• [ОТРЫВОК ТЕКСТА]:
****

Мы, все трое, избалованы Сарой до предела.

У Пинкуса дела тоже пошли на лад, он нанимает несколько помощников, правда, не так много, как раньше. Он не дает никакой рекламы, но заказчиков все больше и больше – распространился слух, что Эйнхорн жив и опять открыл ателье. Всем хочется иметь идеальный костюм, сшитый старым знаменитым портным. Тканей, сохранившихся у пани Пловицкой, не так уж много, но он покупает новые, хотя новый товар уже далеко не такого качества, как был перед войной. Заказы появляются, несмотря на то, что Пинкус этого не хочет – он думает о другом. Говорит, что не знает, останемся ли мы в Польше.

Меня пугает даже мысль об этом, это угроза моему существованию. Я не помышляю уезжать из Польши, я хочу остаться там, где только что начал строить свою будущую жизнь. Мне с головой хватило многолетнего вынужденного перерыва, я не хочу иметь еще и добровольный.

Когда мы вновь возвращаемся к этому разговору, я твердо заявляю, что не собираюсь никуда ехать и начинать все сначала в другой стране. Все мое будущее связано с Польшей – аттестат, занятия в университете. При этом я еще не знаю, чем я буду заниматься и кем хочу стать. Мне очень трудно сделать выбор. Мне не хочется даже говорить на эту тему. К моему огорчению, в Польше много евреев, собирающихся эмигрировать.

Осенью 1945 года в Ченстохове насчитывается 2167 евреев – и тех, кто пережил войну в Польше, и вернувшихся из Советского Союза. Есть среди них и мои бывшие школьные друзья из Еврейской гимназии и гимназии Аксера, ребята из моего или соседних классов. Я начинаю посещать их встречи, вначале, правда, не очень часто, и вижу, как много из них думает об эмиграции, кое-кто уже предпринимает какие-то шаги для этого. Кто-то собирается в Палестину, кто-то в Соединенные Штаты, Канаду, Австралию или Южную Америку – в зависимости от того, где у кого есть родственники и знакомые. Многие считают, что у евреев в Польше нет будущего. Другие хотят просто уехать из страны, где у них когда-то были родители, братья, сестры, родня и где они теперь совершенно одиноки, где они чувствуют себя, как будто живут на кладбище. Некоторые видят, как коммунизм советского образца утверждается в Польше и не хотят жить в коммунистической стране. Никто не забыл, как относились к нам поляки во время войны, в период гетто и Истребления. Даже сейчас, после войны, некоторые проговариваются о своих симпатиях к немецкой политике уничтожения евреев. Многие выдавали нас немцам – а большинство просто равнодушно наблюдало за происходящим. Конечно, находились среди поляков и мужественные люди, решавшиеся оказать нам помощь, хотя это было небезопасно.

****

[Записи, взятые из подборки]
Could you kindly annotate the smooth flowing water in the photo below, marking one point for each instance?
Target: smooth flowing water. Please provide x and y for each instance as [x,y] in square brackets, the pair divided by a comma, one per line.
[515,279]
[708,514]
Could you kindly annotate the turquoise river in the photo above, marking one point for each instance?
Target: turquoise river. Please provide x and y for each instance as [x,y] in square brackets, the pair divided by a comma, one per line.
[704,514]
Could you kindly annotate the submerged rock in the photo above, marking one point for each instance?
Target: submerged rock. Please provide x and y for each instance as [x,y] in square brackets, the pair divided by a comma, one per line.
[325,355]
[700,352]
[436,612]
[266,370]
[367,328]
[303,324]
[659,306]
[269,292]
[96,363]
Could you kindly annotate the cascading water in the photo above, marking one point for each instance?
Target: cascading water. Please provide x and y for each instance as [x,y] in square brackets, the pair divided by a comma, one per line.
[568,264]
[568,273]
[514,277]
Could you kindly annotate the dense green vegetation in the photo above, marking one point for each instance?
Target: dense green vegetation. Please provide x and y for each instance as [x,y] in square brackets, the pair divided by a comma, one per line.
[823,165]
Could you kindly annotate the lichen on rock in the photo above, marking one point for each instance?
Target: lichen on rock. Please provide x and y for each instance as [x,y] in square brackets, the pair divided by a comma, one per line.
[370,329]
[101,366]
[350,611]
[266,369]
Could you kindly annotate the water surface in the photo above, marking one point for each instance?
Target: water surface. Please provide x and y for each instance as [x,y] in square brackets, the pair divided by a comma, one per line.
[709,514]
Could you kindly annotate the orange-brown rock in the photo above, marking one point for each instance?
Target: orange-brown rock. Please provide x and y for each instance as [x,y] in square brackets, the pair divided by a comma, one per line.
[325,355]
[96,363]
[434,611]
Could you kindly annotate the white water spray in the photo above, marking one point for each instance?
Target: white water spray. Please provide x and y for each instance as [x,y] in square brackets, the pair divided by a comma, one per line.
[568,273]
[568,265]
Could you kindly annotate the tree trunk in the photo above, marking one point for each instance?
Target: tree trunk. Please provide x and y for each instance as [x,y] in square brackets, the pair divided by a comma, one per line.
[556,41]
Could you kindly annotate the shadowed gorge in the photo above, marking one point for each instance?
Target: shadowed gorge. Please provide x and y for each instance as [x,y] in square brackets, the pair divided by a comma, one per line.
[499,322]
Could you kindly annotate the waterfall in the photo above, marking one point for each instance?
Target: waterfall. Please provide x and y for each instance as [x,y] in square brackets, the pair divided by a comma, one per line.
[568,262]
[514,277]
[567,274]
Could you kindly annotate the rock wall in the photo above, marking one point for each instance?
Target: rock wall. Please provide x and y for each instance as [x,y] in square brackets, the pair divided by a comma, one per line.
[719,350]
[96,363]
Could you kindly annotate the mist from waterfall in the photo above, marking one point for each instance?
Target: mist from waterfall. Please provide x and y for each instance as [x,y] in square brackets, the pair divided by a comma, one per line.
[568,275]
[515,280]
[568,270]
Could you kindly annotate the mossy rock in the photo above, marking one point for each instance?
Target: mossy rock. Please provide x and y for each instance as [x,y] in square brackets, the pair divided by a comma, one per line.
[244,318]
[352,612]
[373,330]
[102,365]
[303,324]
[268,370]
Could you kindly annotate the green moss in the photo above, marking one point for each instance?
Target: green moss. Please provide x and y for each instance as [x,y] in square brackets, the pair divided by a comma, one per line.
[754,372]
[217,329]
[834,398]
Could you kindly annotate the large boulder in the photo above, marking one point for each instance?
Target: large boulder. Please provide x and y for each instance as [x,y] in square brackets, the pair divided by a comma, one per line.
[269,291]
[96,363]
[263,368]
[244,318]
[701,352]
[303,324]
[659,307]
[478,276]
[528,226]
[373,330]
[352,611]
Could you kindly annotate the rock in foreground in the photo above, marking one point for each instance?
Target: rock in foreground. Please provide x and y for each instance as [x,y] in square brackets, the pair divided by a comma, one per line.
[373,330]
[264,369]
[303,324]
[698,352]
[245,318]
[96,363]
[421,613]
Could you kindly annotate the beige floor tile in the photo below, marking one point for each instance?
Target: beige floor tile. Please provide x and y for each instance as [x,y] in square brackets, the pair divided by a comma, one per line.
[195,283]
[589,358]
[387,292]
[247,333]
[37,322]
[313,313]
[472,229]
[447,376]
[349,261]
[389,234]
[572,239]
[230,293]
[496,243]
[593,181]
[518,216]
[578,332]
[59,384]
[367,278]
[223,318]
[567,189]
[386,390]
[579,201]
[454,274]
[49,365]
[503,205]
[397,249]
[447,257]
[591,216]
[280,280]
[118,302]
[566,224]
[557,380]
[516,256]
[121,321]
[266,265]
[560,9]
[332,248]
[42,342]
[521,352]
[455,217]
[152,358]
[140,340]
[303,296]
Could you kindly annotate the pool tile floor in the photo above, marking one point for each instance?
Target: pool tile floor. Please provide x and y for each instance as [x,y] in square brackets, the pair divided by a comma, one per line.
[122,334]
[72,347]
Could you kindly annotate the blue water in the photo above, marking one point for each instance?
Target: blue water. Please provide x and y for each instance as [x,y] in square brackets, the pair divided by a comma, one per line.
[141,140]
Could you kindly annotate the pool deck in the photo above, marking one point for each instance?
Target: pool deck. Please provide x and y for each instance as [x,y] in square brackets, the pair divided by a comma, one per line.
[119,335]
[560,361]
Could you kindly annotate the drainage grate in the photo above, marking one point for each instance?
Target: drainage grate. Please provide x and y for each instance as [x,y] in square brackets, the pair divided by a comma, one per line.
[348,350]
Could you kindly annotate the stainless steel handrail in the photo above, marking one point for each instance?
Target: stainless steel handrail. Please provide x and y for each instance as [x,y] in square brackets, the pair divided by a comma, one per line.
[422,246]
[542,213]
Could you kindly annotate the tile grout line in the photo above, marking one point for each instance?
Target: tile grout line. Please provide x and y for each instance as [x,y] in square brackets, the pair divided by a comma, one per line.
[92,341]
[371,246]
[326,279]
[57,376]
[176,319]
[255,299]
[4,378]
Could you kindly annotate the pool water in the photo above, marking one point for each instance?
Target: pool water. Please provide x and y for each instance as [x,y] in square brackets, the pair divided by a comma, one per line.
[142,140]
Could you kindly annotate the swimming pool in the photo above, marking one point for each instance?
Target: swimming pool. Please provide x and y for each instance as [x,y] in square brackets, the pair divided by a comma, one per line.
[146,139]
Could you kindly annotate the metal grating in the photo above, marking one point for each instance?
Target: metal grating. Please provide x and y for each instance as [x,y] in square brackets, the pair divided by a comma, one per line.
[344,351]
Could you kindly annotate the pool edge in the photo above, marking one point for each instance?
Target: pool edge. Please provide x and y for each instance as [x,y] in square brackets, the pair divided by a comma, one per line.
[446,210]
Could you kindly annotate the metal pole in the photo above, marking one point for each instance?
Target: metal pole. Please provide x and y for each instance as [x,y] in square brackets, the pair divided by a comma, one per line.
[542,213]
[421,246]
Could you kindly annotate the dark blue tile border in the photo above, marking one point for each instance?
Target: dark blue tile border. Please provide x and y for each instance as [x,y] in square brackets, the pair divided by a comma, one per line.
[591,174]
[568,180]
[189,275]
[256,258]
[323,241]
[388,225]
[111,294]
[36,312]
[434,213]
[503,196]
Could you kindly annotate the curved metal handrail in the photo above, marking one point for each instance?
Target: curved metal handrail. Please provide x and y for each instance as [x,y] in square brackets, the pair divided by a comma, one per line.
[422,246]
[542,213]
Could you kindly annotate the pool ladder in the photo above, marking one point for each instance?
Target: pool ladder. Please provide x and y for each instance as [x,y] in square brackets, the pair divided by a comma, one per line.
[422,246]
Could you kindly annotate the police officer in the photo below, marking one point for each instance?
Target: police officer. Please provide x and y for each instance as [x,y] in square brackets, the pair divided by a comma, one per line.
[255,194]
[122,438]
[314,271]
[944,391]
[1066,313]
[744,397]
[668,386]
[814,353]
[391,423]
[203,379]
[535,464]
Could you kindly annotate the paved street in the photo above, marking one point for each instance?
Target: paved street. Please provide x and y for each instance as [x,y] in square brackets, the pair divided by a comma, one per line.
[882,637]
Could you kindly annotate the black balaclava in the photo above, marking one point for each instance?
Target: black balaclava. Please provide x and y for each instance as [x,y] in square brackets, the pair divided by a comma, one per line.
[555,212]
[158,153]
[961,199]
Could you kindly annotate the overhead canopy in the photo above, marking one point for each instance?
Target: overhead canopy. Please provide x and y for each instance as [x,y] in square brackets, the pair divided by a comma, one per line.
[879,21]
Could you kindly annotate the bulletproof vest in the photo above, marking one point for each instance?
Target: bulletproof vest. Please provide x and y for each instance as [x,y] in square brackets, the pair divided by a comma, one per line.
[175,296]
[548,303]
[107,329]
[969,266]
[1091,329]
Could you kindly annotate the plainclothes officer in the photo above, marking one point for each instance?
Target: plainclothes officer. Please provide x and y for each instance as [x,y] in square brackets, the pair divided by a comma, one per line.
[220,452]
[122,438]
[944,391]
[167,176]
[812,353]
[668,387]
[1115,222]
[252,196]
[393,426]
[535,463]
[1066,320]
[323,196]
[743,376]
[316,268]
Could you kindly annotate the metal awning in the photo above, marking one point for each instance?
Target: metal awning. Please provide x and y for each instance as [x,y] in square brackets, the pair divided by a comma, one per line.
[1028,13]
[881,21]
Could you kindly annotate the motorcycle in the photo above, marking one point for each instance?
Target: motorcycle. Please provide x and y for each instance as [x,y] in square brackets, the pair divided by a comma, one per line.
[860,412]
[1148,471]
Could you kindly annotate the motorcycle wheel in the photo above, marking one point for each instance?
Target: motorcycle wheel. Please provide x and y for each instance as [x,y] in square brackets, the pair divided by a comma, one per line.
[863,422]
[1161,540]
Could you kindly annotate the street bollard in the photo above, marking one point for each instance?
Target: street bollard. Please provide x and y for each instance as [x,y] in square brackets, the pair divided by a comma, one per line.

****

• [ВОПРОСЫ К МАТЕРИАЛУ]:
1. Сколько евреев насчитывалось в Ченстохове осенью 1945 года, согласно отрывку?
2. Определите, соответствуют ли отрывку следующие утверждения: (a) Пинкус дает рекламу своему ателье; (b) тот, кто ведет рассказ, намерен уехать из Польши; (c) новые ткани по качеству уступают довоенным.
3. Отредактируйте фрагмент отрывка, который начинается со слов «У Пинкуса дела» и продолжается до слов «еще и добровольный.» включительно. Перепишите его, заменив «ателье» на «мастерскую».

• [РЕЗУЛЬТАТЫ УПРАЖНЕНИЯ]:
1. 2167 человек.

2.
(a) Нет: «Он не дает никакой рекламы».
(b) Нет: «Я не помышляю уезжать из Польши».
(c) Да: «новый товар уже далеко не такого качества, как был перед войной».

3.
У Пинкуса дела тоже пошли на лад, он нанимает несколько помощников, правда, не так много, как раньше. Он не дает никакой рекламы, но заказчиков все больше и больше – распространился слух, что Эйнхорн жив и опять открыл мастерскую. Всем хочется иметь идеальный костюм, сшитый старым знаменитым портным. Тканей, сохранившихся у пани Пловицкой, не так уж много, но он покупает новые, хотя новый товар уже далеко не такого качества, как был перед войной. Заказы появляются, несмотря на то, что Пинкус этого не хочет – он думает о другом. Говорит, что не знает, останемся ли мы в Польше.

Меня пугает даже мысль об этом, это угроза моему существованию. Я не помышляю уезжать из Польши, я хочу остаться там, где только что начал строить свою будущую жизнь. Мне с головой хватило многолетнего вынужденного перерыва, я не хочу иметь еще и добровольный.